= Extract to read =
June 6, 2003 12:00 AM
Violence dulls Mideast peace
hopes
By Matt
Spetalnick
JERUSALEM (Reuters) - The
afterglow of a U.S.-led Middle East summit have
faded with Palestinian President Yasser Arafat
saying Israel has offered nothing "tangible"
and hardliners on both sides vowing to oppose a
road map to peace.
Just a day after the
summit, Israeli forces on Thursday shot and
killed two Palestinians in the West Bank, a sign
the 32 months of violence Washington had
hoped to end was unlikely to abate.
In a
village near the West Bank city of Tulkarm,
soldiers entered a home to arrest three armed
Palestinians ignoring calls to
surrender, opened fire, and killed two, the
military sources said. Residents confirmed two
Palestinians were shot dead.
Israeli
security sources said the Palestinians were
members of the Islamic militant Hamas group
planning a suicide attack against
Israel.
Arafat, who was excluded from
Wednesday's landmark talks in Jordan but
apparently played a behind-the-scenes role,
dismissed Prime Minister Ariel Sharon's
summit pledge to uproot some settler outposts in
the West Bank as
meaningless.
"Unfortunately, he has not
yet offered anything tangible," the Palestinian
leader told reporters at his battered West Bank
headquarters in Ramallah.

= Saved entries =
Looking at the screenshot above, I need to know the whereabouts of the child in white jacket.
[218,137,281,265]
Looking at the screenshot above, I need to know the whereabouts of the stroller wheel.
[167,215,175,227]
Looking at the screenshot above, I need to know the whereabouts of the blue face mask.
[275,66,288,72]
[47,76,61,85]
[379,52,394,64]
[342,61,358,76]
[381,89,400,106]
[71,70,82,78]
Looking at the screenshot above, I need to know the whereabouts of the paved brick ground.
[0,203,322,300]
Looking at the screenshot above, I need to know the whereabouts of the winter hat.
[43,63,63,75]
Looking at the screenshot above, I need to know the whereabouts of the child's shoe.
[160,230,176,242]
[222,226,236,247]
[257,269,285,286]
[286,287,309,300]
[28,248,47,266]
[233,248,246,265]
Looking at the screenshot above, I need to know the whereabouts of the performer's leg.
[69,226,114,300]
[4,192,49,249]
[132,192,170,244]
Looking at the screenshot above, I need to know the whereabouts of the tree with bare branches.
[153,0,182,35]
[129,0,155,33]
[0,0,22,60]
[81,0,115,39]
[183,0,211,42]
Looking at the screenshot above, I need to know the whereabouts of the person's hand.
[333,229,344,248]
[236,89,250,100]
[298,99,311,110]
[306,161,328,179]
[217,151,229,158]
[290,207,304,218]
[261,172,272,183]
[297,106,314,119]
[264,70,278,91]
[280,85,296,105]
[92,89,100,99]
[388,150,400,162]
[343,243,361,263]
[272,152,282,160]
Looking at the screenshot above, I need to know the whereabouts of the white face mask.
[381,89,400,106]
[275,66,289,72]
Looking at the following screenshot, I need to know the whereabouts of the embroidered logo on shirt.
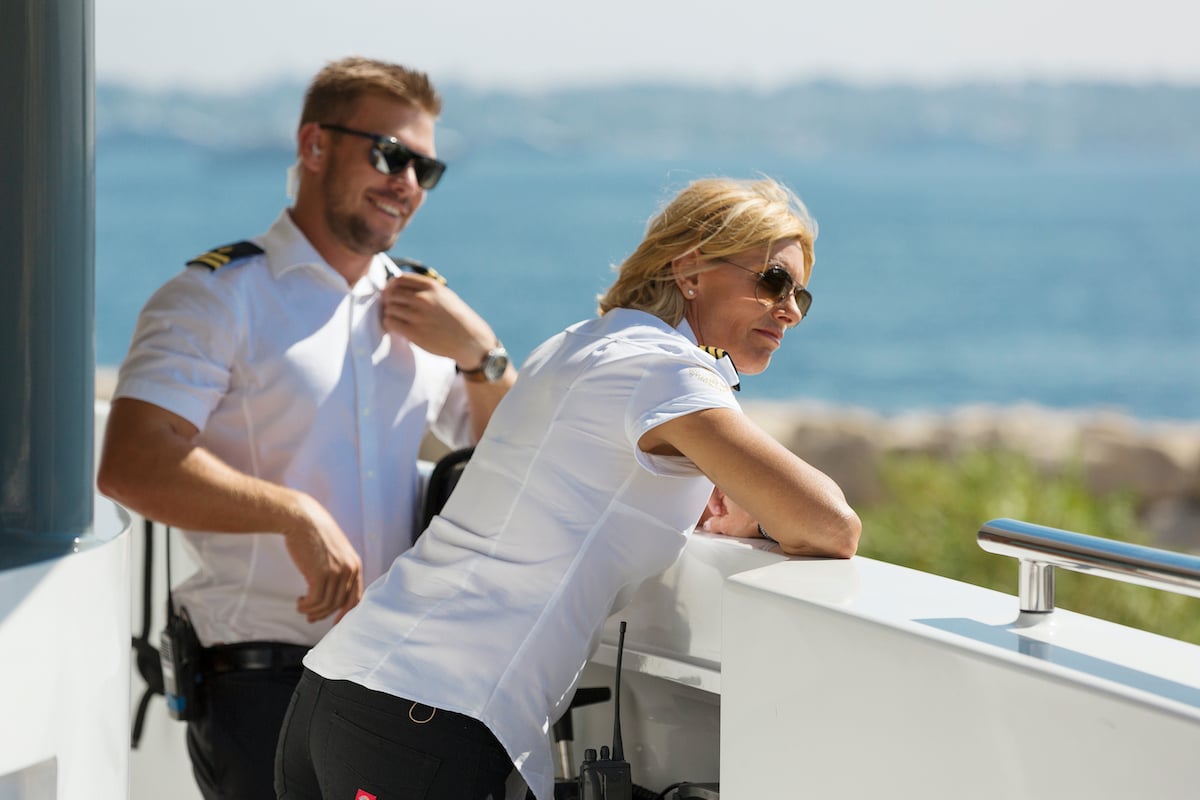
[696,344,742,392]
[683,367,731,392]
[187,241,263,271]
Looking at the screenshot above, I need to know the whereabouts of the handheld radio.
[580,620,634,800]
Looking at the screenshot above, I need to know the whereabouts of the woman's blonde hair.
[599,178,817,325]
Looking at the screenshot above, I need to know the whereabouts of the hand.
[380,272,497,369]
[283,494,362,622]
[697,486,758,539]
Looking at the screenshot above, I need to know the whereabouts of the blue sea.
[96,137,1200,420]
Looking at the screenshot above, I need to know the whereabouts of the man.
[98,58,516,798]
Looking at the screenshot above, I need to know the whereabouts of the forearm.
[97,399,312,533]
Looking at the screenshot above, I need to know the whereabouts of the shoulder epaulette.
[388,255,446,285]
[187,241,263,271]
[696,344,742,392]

---

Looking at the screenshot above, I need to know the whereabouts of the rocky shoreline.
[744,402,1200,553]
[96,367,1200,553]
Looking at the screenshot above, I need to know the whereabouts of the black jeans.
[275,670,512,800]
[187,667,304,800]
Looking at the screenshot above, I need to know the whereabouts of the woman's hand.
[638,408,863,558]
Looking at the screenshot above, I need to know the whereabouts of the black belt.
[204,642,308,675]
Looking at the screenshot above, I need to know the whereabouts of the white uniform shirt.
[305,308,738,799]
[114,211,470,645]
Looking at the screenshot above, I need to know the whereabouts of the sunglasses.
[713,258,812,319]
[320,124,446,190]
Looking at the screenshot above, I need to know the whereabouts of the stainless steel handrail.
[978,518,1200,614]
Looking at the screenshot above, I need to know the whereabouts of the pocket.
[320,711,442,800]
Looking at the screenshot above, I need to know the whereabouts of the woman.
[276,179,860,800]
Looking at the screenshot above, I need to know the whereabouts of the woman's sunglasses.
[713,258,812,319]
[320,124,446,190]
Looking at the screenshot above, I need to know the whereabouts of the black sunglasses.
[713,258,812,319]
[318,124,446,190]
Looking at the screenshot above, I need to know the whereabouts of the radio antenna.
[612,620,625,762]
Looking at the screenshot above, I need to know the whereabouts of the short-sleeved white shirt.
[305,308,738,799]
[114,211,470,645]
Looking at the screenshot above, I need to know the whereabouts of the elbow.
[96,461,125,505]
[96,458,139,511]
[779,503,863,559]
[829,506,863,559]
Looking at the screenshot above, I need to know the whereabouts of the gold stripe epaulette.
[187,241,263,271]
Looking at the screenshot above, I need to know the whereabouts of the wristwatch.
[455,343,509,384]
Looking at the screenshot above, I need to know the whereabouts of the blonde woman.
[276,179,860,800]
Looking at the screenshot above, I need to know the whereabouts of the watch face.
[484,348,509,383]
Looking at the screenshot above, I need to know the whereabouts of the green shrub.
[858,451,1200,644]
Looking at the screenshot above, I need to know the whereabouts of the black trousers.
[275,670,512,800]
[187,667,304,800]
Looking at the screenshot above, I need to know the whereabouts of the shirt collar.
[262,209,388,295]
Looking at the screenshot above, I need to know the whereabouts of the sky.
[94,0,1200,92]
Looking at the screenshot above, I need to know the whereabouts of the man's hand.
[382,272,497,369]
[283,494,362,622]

= Actions to take =
[1] Output the whole news article about the fading Mideast peace hopes, word for word.
[2] In the saved entries, from the line with "in white jacket." to the line with "[0,203,322,300]", substitute "location" for "whereabouts" and give back only those lines, with nothing else changed.
The news article and the saved entries have nothing to do with each other.

= Final answers =
[1]
June 6, 2003 12:00 AM
Violence dulls Mideast peace
hopes
By Matt
Spetalnick
JERUSALEM (Reuters) - The
afterglow of a U.S.-led Middle East summit have
faded with Palestinian President Yasser Arafat
saying Israel has offered nothing "tangible"
and hardliners on both sides vowing to oppose a
road map to peace.
Just a day after the
summit, Israeli forces on Thursday shot and
killed two Palestinians in the West Bank, a sign
the 32 months of violence Washington had
hoped to end was unlikely to abate.
In a
village near the West Bank city of Tulkarm,
soldiers entered a home to arrest three armed
Palestinians ignoring calls to
surrender, opened fire, and killed two, the
military sources said. Residents confirmed two
Palestinians were shot dead.
Israeli
security sources said the Palestinians were
members of the Islamic militant Hamas group
planning a suicide attack against
Israel.
Arafat, who was excluded from
Wednesday's landmark talks in Jordan but
apparently played a behind-the-scenes role,
dismissed Prime Minister Ariel Sharon's
summit pledge to uproot some settler outposts in
the West Bank as
meaningless.
"Unfortunately, he has not
yet offered anything tangible," the Palestinian
leader told reporters at his battered West Bank
headquarters in Ramallah.

[2]
Looking at the screenshot above, I need to know the location of the child in white jacket.
[218,137,281,265]
Looking at the screenshot above, I need to know the location of the stroller wheel.
[167,215,175,227]
Looking at the screenshot above, I need to know the location of the blue face mask.
[275,66,288,72]
[47,76,61,85]
[379,52,394,64]
[342,61,358,76]
[381,89,400,106]
[71,70,82,78]
Looking at the screenshot above, I need to know the location of the paved brick ground.
[0,203,322,300]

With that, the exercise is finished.